> **ACTION ITEM**: Line by line, transcribe the data below exactly and pass over the images.

══ WORKING DATA ══

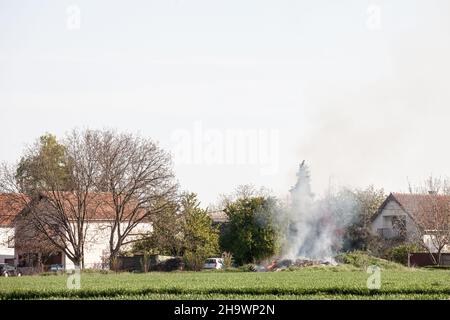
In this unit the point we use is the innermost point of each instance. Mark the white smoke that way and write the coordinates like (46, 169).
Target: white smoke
(314, 228)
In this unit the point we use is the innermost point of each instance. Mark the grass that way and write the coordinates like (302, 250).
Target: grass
(339, 282)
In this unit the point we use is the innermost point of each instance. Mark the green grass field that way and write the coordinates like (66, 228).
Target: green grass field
(342, 282)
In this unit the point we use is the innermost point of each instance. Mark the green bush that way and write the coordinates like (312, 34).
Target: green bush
(248, 267)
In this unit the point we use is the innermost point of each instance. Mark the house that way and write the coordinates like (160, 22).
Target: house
(400, 215)
(31, 249)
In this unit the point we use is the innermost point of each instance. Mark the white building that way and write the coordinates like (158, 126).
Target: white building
(8, 210)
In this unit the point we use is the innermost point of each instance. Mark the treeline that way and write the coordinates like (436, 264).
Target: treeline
(137, 179)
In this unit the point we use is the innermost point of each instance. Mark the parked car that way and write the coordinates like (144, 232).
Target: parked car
(7, 270)
(213, 263)
(56, 267)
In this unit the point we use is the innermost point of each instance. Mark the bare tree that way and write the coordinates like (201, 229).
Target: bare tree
(59, 208)
(431, 214)
(138, 176)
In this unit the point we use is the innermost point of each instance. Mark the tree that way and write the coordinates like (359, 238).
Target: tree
(201, 239)
(358, 235)
(54, 183)
(138, 175)
(251, 233)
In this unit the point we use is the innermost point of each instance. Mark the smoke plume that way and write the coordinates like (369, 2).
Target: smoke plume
(315, 228)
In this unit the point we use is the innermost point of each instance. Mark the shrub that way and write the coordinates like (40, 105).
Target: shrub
(400, 253)
(361, 259)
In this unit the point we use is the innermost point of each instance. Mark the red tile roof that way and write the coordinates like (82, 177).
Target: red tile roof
(10, 206)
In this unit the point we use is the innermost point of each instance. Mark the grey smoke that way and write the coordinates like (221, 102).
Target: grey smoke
(314, 228)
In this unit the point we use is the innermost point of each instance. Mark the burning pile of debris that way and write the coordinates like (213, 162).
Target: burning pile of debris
(281, 264)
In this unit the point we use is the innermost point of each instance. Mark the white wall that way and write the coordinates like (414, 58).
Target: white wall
(5, 252)
(384, 219)
(97, 243)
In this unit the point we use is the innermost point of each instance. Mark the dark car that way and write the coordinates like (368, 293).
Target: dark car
(7, 270)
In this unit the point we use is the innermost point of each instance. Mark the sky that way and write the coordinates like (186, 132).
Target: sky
(240, 92)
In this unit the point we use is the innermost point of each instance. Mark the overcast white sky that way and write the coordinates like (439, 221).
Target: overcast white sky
(360, 89)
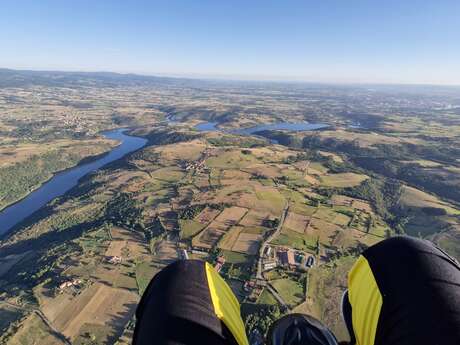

═══

> **TASK OUTPUT**:
In this unit the point we use is the innermost point of each instance. Mark the white smoke that way and write the coordinates like (46, 169).
Target: white smoke
(314, 228)
In this unit the point we use is the innermost point of each instance. Mark the grass that way and write the coordinates like (302, 250).
Target: grass
(339, 282)
In this unit the point we use is the innermost point of each instance. Mark the green grass field that way and write the coordinates like (66, 228).
Target: green grass field
(342, 282)
In this unit the point we use is the innermost point of each instance. Mark the green bush that way and write the coordinates like (312, 34).
Target: green bush
(248, 267)
In this unit the point we use is the innermost point of each instance. Mark the house that way and write the coordinates like (160, 22).
Target: house
(400, 215)
(31, 249)
In this unit the point we use is the innermost point of each instance. Mark the white building that way and write the coordinates like (158, 126).
Target: white building
(8, 210)
In this unit the point we use is the innermost point of each instance. Mark the treeline that way and write the coordinates like (436, 264).
Target: treeline
(137, 179)
In this unit the point we use is the innermost point of each instance. Mark the parked car that way and write the coordinates like (144, 232).
Target: parked car
(7, 270)
(213, 263)
(56, 267)
In this unit the point we use is the innermost point of each instance. Mark the bare tree that way and write the coordinates like (201, 229).
Target: bare tree
(59, 208)
(431, 214)
(138, 176)
In this unit the point we use is the innermost point of each instance. Mark the tree that way and write the coordinates like (359, 238).
Target: tree
(201, 239)
(358, 235)
(54, 183)
(138, 175)
(251, 233)
In this unit the point we use is the innermost point of each instance. Mark the smoke plume that way and write the coordinates like (369, 2).
Target: smoke plume
(315, 228)
In this unit the point we use is the innermost point of each instance. Mark the shrub that way and write the coordinates like (40, 105).
Target: shrub
(400, 253)
(361, 259)
In this unit the point we use is the innermost point of each instance. Mark the red tile roof that way and write the coordinates like (82, 177).
Target: red tile roof
(10, 206)
In this unit the point we use is the innermost point of each instance. Mark the grey smoke that way and write the coordinates like (221, 102).
Target: grey smoke
(314, 228)
In this unit the point we use is the innermost point of each instance. Mark the burning pile of debris that way and write the coordinates like (213, 162).
Target: burning pile of debris
(281, 264)
In this unit the point we use is the innermost point of each instance. Mark the white wall that way and write the coordinates like (414, 58).
Target: white wall
(5, 252)
(384, 219)
(97, 243)
In this unit the point we use is the innermost point of each instance. Mark the dark car that way and write the coordinates like (368, 293).
Target: dark car
(7, 270)
In this unit the point we use is the innermost point of each instance. Mark the sky that way and write the coordinates like (186, 132).
Target: sky
(240, 92)
In this unit the point we use is the innermost point of each instance. Mark the overcast white sky that way and write the coordinates like (439, 221).
Target: overcast white sky
(360, 89)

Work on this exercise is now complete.